Work to be completed:
Rewrite the lines of the listing, starting with the line that contains "Each instance of the blue pants" and going on through the line that contains "x=103, y=274", with "gets one point" replaced by "receives a single point" and all else unchanged.

(Stored data)
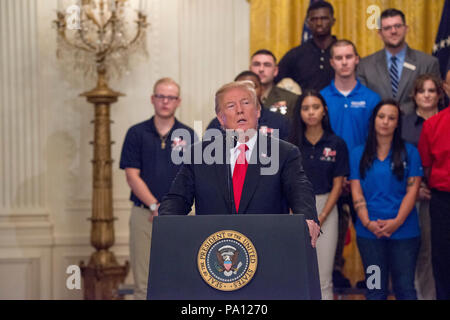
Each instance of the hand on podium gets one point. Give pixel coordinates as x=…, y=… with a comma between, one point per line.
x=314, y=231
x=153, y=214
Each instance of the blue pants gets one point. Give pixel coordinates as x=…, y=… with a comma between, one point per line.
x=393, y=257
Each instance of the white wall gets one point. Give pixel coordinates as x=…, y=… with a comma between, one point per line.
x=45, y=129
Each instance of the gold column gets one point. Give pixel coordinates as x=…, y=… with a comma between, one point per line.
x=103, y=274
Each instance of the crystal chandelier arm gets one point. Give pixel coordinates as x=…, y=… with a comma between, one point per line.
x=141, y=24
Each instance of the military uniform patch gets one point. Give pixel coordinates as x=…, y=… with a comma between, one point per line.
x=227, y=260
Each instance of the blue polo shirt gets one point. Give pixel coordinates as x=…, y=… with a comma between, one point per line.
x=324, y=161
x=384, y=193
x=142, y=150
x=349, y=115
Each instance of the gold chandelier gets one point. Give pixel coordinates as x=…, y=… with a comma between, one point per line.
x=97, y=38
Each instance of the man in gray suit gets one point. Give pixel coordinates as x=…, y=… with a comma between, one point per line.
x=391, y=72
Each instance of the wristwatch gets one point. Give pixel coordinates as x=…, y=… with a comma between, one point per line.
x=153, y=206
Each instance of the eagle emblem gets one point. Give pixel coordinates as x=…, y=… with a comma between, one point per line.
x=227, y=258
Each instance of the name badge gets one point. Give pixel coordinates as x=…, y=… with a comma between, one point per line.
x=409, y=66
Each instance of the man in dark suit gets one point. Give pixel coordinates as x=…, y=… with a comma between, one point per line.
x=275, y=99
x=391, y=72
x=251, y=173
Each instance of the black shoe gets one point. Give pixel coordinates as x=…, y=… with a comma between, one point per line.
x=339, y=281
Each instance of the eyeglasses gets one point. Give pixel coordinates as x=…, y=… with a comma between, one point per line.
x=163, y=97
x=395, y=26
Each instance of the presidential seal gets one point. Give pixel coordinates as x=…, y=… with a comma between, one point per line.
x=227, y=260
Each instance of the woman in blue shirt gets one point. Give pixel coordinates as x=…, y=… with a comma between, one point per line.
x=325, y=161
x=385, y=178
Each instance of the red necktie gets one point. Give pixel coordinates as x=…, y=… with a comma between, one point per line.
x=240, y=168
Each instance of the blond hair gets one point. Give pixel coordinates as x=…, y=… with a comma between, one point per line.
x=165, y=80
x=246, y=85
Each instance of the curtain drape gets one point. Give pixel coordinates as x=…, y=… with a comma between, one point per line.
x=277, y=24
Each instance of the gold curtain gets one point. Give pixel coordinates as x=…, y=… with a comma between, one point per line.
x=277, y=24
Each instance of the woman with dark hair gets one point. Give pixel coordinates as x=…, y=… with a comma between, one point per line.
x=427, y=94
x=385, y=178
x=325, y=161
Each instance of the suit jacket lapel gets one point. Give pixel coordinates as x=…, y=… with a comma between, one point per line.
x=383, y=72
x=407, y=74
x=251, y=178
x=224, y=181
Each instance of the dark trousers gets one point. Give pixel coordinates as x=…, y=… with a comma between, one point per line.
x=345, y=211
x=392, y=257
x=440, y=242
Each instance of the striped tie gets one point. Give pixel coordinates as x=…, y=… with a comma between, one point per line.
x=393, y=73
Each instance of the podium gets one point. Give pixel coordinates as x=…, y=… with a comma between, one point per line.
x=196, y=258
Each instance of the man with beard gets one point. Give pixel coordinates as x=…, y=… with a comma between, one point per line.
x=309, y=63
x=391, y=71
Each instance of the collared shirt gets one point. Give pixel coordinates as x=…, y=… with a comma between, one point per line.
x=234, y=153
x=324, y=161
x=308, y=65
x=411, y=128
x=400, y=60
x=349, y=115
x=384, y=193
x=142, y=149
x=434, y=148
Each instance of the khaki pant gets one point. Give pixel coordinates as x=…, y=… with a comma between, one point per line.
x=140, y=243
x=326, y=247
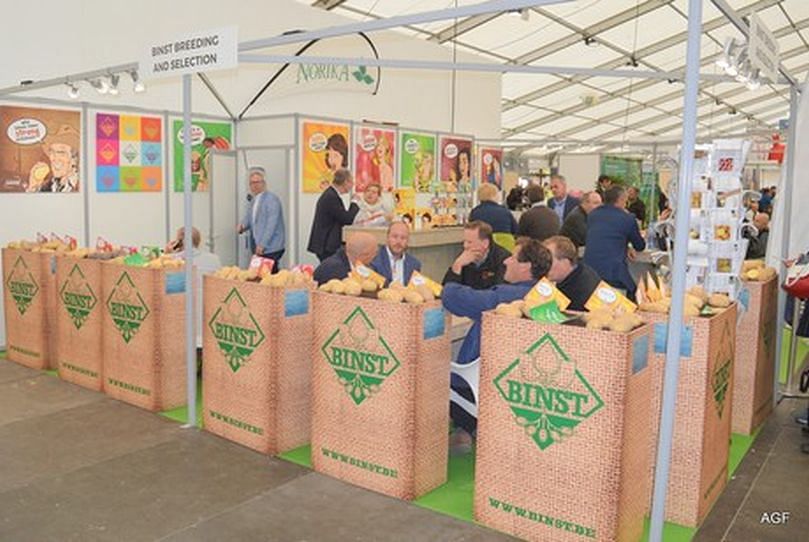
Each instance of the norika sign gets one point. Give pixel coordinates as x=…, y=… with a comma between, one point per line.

Exercise result:
Each instance of the blue pants receives a single point. Give pixel coordinates as x=…, y=… with a comma between, one point per line.
x=393, y=257
Each instance of the white wall receives a single point. Give pixel coordinates as x=…, y=… with a comma between, one point per line.
x=45, y=129
Each instance of the gold column receives a single point. Give pixel coordinates as x=…, y=… with a comma between, one point per line.
x=103, y=274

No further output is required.